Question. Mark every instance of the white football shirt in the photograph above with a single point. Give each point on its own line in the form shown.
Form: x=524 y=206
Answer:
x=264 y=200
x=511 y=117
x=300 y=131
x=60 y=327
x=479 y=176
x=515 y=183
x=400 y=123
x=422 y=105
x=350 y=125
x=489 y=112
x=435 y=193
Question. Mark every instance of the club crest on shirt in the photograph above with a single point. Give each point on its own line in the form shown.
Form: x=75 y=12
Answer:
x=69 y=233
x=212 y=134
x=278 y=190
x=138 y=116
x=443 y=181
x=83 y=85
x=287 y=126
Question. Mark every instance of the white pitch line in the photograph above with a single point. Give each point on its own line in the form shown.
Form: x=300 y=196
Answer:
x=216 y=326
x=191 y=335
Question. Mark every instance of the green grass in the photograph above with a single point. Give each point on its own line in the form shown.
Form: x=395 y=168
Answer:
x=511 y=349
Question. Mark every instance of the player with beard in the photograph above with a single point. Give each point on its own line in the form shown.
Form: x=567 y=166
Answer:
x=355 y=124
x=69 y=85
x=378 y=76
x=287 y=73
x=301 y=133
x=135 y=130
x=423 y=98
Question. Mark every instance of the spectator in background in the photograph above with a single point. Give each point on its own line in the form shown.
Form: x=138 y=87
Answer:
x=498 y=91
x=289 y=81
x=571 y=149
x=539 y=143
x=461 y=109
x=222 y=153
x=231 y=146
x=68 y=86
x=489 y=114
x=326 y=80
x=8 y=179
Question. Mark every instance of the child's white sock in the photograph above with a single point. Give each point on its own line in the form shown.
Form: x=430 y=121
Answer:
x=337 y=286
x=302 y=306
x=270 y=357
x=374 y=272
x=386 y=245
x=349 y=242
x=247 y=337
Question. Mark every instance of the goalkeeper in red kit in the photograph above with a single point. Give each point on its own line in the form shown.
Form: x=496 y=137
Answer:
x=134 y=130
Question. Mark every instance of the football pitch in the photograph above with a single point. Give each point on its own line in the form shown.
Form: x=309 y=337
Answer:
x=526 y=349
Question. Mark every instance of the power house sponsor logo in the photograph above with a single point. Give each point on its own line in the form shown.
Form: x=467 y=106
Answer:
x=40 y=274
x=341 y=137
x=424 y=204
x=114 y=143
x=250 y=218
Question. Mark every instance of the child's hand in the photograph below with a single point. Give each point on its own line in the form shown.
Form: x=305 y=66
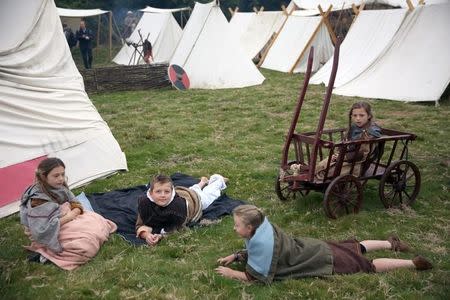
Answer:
x=225 y=261
x=334 y=157
x=153 y=239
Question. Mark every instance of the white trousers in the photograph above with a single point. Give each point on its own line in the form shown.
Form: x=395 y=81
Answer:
x=210 y=192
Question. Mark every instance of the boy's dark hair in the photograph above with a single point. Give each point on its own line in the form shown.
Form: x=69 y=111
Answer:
x=250 y=215
x=161 y=179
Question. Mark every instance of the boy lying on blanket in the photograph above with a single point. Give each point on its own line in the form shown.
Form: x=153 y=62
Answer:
x=166 y=208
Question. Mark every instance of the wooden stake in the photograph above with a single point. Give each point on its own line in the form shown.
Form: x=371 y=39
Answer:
x=327 y=23
x=110 y=34
x=263 y=56
x=98 y=30
x=410 y=5
x=358 y=10
x=307 y=46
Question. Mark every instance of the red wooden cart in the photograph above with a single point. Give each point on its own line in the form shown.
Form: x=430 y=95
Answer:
x=387 y=161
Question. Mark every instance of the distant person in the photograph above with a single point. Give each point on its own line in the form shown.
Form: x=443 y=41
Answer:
x=148 y=52
x=84 y=37
x=129 y=24
x=272 y=255
x=70 y=36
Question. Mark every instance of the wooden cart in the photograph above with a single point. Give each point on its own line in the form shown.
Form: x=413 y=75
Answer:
x=387 y=161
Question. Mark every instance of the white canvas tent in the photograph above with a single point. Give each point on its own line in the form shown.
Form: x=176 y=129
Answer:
x=72 y=17
x=240 y=21
x=289 y=52
x=208 y=54
x=345 y=4
x=260 y=27
x=369 y=35
x=415 y=65
x=163 y=33
x=45 y=111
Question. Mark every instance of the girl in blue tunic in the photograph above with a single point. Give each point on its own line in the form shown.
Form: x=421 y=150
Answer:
x=273 y=255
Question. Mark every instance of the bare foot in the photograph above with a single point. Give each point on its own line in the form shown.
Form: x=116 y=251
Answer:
x=203 y=181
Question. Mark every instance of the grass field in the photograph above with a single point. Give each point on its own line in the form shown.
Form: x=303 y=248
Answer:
x=239 y=133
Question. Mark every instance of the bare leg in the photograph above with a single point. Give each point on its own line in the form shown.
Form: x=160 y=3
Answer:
x=210 y=192
x=388 y=264
x=392 y=243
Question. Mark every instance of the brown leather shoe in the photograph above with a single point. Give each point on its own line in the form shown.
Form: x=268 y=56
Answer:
x=422 y=263
x=397 y=245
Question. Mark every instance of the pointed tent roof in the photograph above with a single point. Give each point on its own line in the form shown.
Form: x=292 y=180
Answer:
x=414 y=66
x=289 y=52
x=260 y=27
x=45 y=110
x=165 y=34
x=208 y=53
x=363 y=44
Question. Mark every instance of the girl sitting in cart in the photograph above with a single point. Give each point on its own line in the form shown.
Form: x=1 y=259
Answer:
x=273 y=255
x=361 y=127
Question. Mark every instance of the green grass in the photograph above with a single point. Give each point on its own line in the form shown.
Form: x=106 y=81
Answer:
x=239 y=133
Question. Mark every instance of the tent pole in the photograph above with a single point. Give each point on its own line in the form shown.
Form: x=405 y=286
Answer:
x=98 y=34
x=119 y=35
x=357 y=11
x=263 y=56
x=410 y=5
x=110 y=34
x=310 y=39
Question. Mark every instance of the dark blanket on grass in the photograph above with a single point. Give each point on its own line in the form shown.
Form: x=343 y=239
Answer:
x=121 y=206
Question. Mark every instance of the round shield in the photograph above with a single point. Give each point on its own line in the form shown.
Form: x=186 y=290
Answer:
x=178 y=77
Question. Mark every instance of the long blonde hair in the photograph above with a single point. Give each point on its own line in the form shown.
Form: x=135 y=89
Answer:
x=364 y=105
x=42 y=171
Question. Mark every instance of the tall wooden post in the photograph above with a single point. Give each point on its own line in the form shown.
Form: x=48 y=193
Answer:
x=110 y=34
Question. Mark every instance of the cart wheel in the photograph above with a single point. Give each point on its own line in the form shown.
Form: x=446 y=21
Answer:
x=284 y=189
x=400 y=184
x=343 y=196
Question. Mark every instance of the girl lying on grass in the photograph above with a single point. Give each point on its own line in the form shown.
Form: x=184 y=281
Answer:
x=167 y=208
x=272 y=255
x=55 y=222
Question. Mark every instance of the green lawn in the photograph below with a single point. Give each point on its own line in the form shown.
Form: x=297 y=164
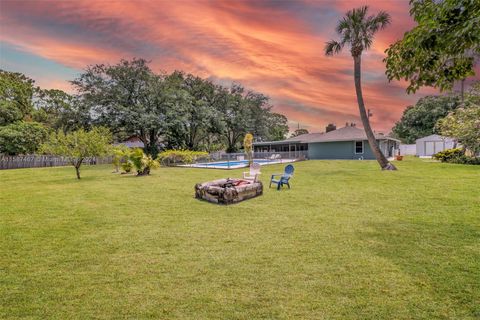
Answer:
x=346 y=242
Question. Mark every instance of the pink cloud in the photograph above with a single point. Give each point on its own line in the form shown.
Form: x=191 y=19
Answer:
x=274 y=48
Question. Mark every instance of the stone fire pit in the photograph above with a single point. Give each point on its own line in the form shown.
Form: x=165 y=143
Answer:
x=228 y=191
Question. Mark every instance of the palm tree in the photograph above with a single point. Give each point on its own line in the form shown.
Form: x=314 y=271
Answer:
x=356 y=29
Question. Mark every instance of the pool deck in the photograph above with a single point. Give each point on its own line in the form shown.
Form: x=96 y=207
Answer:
x=211 y=165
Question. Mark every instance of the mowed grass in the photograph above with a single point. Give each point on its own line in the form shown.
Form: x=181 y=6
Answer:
x=348 y=241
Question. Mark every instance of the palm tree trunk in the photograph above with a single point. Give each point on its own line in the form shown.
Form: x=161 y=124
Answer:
x=381 y=159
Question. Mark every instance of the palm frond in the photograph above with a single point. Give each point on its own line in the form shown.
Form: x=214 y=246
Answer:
x=333 y=47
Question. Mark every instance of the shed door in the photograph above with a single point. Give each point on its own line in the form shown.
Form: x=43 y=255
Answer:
x=429 y=148
x=438 y=146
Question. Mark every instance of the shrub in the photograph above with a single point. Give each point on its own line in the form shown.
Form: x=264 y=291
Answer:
x=456 y=156
x=174 y=157
x=21 y=137
x=121 y=157
x=142 y=162
x=448 y=155
x=127 y=166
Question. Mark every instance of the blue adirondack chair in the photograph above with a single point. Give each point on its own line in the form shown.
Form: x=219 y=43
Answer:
x=284 y=177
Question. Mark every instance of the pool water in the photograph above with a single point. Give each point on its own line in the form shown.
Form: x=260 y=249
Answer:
x=232 y=163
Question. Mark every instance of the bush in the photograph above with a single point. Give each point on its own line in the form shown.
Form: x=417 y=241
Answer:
x=448 y=155
x=142 y=162
x=174 y=157
x=456 y=156
x=127 y=166
x=21 y=137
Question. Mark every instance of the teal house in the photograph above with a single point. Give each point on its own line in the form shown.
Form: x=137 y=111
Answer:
x=348 y=143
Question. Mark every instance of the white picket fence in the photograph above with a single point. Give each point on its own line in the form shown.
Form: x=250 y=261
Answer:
x=37 y=161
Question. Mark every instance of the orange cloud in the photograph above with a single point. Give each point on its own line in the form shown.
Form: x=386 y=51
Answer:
x=272 y=47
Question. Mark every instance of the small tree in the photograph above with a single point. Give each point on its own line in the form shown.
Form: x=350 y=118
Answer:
x=248 y=147
x=464 y=125
x=299 y=132
x=78 y=145
x=121 y=155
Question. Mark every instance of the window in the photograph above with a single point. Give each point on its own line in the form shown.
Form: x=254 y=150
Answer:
x=358 y=147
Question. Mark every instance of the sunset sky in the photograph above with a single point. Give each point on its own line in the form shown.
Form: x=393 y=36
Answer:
x=274 y=47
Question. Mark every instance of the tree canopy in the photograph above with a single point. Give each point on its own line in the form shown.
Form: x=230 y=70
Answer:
x=78 y=145
x=419 y=120
x=441 y=49
x=463 y=124
x=299 y=132
x=177 y=110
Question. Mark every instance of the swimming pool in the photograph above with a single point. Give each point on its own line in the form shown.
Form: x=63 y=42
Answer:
x=233 y=163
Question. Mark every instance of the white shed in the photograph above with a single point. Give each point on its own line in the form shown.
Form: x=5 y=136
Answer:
x=428 y=146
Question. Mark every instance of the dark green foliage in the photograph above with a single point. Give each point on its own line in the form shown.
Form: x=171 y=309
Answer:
x=78 y=145
x=441 y=49
x=299 y=132
x=419 y=120
x=449 y=154
x=456 y=156
x=61 y=111
x=356 y=30
x=179 y=110
x=16 y=95
x=277 y=125
x=174 y=157
x=21 y=137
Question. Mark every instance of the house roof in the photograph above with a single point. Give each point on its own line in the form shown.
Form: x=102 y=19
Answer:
x=341 y=134
x=435 y=137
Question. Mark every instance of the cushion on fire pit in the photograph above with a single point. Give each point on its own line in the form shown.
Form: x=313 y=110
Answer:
x=227 y=191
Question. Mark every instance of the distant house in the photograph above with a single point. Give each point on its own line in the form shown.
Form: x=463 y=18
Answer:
x=428 y=146
x=349 y=142
x=132 y=142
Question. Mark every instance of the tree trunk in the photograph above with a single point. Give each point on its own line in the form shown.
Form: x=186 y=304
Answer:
x=381 y=159
x=77 y=166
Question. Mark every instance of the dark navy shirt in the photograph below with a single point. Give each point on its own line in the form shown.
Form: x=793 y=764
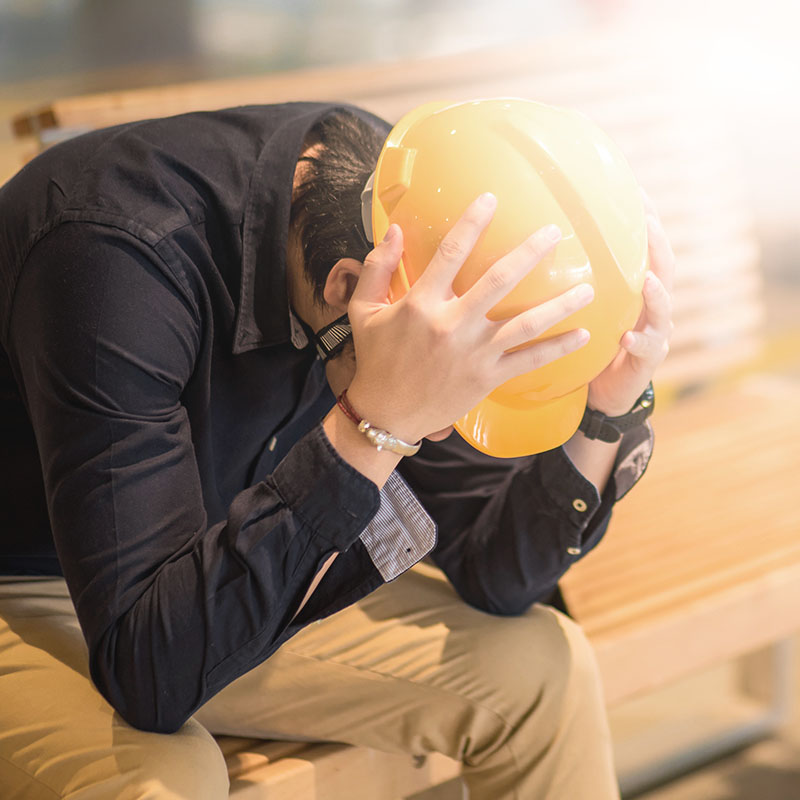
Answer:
x=161 y=437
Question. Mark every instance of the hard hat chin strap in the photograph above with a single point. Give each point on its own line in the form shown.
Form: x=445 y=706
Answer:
x=332 y=338
x=366 y=209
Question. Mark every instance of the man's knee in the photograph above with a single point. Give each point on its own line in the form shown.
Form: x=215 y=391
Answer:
x=538 y=663
x=185 y=765
x=129 y=764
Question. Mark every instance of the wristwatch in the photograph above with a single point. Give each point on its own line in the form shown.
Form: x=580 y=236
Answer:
x=596 y=425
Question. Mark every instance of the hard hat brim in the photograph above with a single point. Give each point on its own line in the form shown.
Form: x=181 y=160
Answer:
x=506 y=431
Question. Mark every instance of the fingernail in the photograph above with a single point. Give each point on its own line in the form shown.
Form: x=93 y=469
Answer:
x=552 y=232
x=583 y=291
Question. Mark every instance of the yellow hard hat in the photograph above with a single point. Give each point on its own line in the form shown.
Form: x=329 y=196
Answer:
x=544 y=165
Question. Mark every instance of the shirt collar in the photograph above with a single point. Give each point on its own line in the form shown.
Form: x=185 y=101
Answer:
x=263 y=317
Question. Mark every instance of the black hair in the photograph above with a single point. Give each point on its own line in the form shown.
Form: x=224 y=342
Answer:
x=326 y=204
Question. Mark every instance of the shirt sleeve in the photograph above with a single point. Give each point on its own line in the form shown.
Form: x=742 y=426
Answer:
x=401 y=533
x=172 y=608
x=508 y=529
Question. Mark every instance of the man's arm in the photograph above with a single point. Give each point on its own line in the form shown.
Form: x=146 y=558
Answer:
x=172 y=607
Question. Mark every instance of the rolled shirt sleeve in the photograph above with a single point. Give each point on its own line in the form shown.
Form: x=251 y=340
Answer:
x=508 y=529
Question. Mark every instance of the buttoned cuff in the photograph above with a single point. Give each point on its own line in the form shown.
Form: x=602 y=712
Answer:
x=327 y=494
x=633 y=456
x=401 y=533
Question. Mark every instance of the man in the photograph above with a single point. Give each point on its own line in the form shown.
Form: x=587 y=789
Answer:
x=207 y=500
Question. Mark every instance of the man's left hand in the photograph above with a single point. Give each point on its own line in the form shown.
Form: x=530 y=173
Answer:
x=615 y=390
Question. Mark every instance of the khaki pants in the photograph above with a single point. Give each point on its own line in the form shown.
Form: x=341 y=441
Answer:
x=409 y=669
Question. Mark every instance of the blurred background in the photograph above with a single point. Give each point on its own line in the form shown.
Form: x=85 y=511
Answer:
x=742 y=56
x=701 y=96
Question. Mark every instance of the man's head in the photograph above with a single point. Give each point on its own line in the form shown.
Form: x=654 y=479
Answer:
x=339 y=155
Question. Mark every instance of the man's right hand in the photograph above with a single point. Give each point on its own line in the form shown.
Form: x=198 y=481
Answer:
x=425 y=360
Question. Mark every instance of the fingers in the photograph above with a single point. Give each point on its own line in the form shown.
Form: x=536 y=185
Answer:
x=521 y=361
x=379 y=266
x=536 y=321
x=662 y=259
x=456 y=246
x=506 y=273
x=650 y=343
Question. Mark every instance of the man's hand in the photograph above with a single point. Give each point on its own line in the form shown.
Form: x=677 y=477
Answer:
x=424 y=361
x=616 y=389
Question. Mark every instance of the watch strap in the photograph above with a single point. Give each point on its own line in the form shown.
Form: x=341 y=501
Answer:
x=596 y=425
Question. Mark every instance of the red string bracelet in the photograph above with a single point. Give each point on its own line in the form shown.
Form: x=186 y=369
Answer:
x=377 y=437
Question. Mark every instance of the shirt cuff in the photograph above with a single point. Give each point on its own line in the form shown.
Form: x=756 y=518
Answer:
x=401 y=532
x=633 y=457
x=324 y=491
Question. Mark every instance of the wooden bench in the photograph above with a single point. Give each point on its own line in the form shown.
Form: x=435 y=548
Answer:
x=702 y=560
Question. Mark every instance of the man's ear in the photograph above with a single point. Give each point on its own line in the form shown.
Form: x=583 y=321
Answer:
x=341 y=283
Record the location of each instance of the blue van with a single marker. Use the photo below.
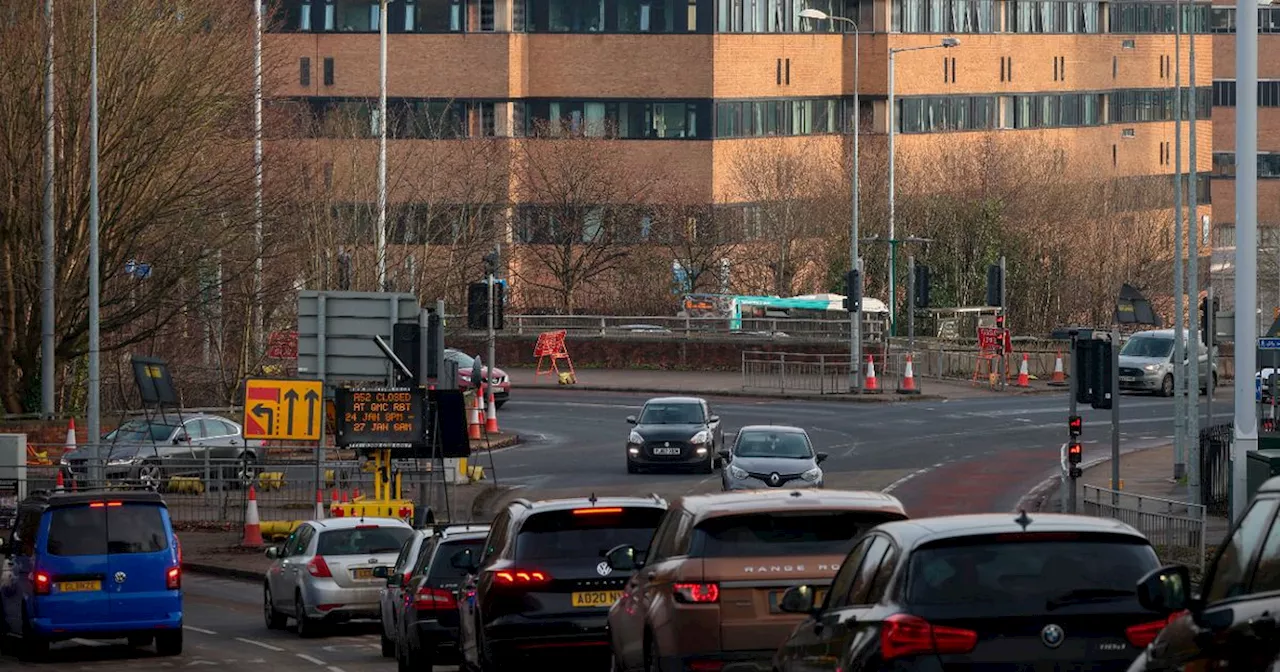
(91, 565)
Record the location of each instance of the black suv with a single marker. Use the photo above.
(982, 592)
(542, 585)
(1234, 624)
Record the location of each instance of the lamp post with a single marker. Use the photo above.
(855, 316)
(947, 42)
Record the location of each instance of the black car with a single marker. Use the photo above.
(428, 627)
(542, 585)
(1235, 621)
(675, 432)
(982, 592)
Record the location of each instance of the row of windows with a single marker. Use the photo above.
(1269, 94)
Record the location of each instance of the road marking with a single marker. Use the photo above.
(263, 644)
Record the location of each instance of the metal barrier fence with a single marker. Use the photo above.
(1216, 467)
(1176, 529)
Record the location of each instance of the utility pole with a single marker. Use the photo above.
(48, 318)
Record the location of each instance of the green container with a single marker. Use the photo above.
(1262, 465)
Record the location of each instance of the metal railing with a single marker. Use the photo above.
(1176, 529)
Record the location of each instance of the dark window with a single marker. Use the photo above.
(1018, 574)
(791, 533)
(362, 540)
(565, 534)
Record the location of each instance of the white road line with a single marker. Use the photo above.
(263, 644)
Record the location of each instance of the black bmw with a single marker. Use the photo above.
(673, 432)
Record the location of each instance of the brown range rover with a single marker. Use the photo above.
(704, 598)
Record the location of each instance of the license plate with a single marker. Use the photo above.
(595, 598)
(80, 586)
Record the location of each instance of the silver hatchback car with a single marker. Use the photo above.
(324, 572)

:::

Goal: Can you copy everything in the material above, from the line containing "Question. Mark every instance of the stone" down to the line containing "x=228 y=191", both lines included, character for character?

Exercise answer:
Question. Mark every instance of the stone fire pit in the photograph above with a single point. Give each point on its own line in the form shown.
Form: x=165 y=143
Answer:
x=228 y=191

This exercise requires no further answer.